* Work to complete *
Give only the number of lines in the material below that contain the string "riding", with case counting.

# # # # # # #

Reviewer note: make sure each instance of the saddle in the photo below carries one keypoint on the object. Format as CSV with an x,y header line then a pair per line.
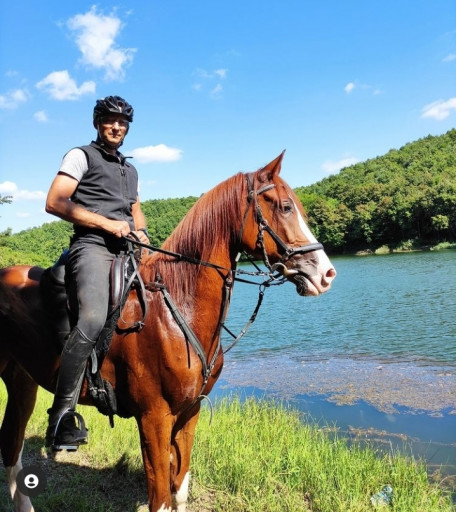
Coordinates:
x,y
123,276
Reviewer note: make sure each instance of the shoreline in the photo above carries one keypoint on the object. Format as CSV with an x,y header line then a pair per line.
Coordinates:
x,y
395,406
390,387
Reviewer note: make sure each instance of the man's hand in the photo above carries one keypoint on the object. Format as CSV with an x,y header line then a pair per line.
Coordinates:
x,y
142,236
118,228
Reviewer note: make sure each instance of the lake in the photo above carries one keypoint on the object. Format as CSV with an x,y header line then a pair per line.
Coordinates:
x,y
375,356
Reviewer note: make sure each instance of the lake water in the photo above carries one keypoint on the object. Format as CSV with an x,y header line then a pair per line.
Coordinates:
x,y
376,355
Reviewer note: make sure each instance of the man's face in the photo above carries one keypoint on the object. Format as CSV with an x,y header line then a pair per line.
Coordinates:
x,y
113,129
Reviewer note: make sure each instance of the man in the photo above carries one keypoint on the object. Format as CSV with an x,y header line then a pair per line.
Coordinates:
x,y
96,189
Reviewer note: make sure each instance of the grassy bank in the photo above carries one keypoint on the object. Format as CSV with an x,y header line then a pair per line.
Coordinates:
x,y
254,456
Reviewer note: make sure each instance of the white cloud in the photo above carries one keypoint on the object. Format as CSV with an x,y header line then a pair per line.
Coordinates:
x,y
159,153
331,167
221,73
208,79
8,188
95,38
12,99
349,87
449,58
60,86
439,109
41,116
216,90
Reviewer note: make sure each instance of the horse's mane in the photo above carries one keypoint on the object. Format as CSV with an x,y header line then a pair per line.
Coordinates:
x,y
214,219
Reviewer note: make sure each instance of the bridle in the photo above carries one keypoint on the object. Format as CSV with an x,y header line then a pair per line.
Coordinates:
x,y
263,225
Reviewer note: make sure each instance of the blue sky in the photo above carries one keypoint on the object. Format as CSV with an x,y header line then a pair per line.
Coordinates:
x,y
219,87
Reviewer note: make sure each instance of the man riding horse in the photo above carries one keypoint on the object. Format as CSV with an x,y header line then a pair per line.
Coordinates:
x,y
96,189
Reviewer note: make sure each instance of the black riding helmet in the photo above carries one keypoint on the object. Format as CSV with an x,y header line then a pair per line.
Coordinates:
x,y
112,105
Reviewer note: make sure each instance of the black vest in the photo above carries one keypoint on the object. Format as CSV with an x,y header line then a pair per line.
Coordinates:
x,y
109,187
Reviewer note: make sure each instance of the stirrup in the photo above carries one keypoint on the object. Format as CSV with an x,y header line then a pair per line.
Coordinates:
x,y
69,437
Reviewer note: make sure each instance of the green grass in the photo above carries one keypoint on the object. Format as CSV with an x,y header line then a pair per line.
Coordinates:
x,y
254,456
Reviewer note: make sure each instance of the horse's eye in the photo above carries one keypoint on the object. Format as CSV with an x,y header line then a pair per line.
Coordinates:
x,y
286,207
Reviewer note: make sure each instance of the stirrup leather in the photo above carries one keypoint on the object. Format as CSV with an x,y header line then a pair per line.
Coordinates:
x,y
69,436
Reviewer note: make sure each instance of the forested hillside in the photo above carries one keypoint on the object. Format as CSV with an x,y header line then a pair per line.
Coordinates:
x,y
404,198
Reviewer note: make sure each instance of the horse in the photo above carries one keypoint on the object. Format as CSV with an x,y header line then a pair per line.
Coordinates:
x,y
159,373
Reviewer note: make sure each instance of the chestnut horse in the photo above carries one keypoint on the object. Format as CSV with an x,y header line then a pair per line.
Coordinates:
x,y
158,376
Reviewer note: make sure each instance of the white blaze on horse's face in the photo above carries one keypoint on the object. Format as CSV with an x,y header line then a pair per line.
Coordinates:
x,y
320,280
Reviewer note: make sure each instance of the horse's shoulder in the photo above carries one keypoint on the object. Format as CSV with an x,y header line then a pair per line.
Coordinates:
x,y
21,276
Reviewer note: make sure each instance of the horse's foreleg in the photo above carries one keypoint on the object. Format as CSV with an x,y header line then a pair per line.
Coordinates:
x,y
21,401
182,443
155,433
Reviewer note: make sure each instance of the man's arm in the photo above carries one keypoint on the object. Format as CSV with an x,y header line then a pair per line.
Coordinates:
x,y
140,222
58,203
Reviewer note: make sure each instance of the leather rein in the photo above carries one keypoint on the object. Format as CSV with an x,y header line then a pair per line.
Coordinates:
x,y
231,276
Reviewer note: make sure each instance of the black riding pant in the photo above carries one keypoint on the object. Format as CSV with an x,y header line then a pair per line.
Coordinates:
x,y
87,273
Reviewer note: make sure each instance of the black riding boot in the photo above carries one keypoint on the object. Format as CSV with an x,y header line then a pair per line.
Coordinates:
x,y
66,428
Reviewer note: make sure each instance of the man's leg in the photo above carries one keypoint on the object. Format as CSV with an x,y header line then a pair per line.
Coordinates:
x,y
89,267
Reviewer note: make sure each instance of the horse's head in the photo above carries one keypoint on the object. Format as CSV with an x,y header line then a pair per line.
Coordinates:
x,y
275,230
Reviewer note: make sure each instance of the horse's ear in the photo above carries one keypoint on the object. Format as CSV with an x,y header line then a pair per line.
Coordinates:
x,y
272,169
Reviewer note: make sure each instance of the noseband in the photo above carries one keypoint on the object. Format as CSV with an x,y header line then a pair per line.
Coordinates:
x,y
263,225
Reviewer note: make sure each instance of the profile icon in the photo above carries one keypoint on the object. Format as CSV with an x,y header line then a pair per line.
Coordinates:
x,y
31,481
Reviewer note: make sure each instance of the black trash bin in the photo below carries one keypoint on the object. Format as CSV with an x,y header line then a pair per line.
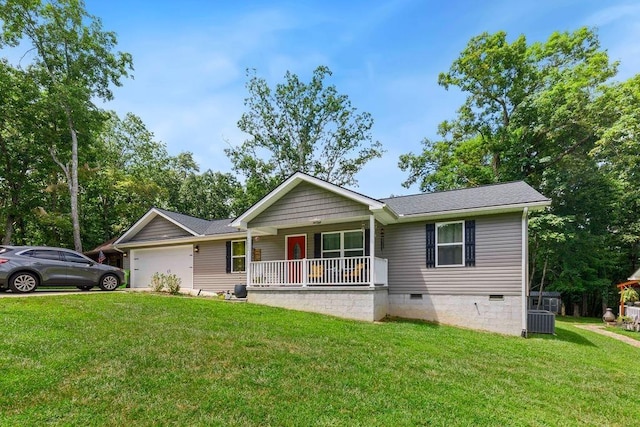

# # # # # # #

* Result of this task *
4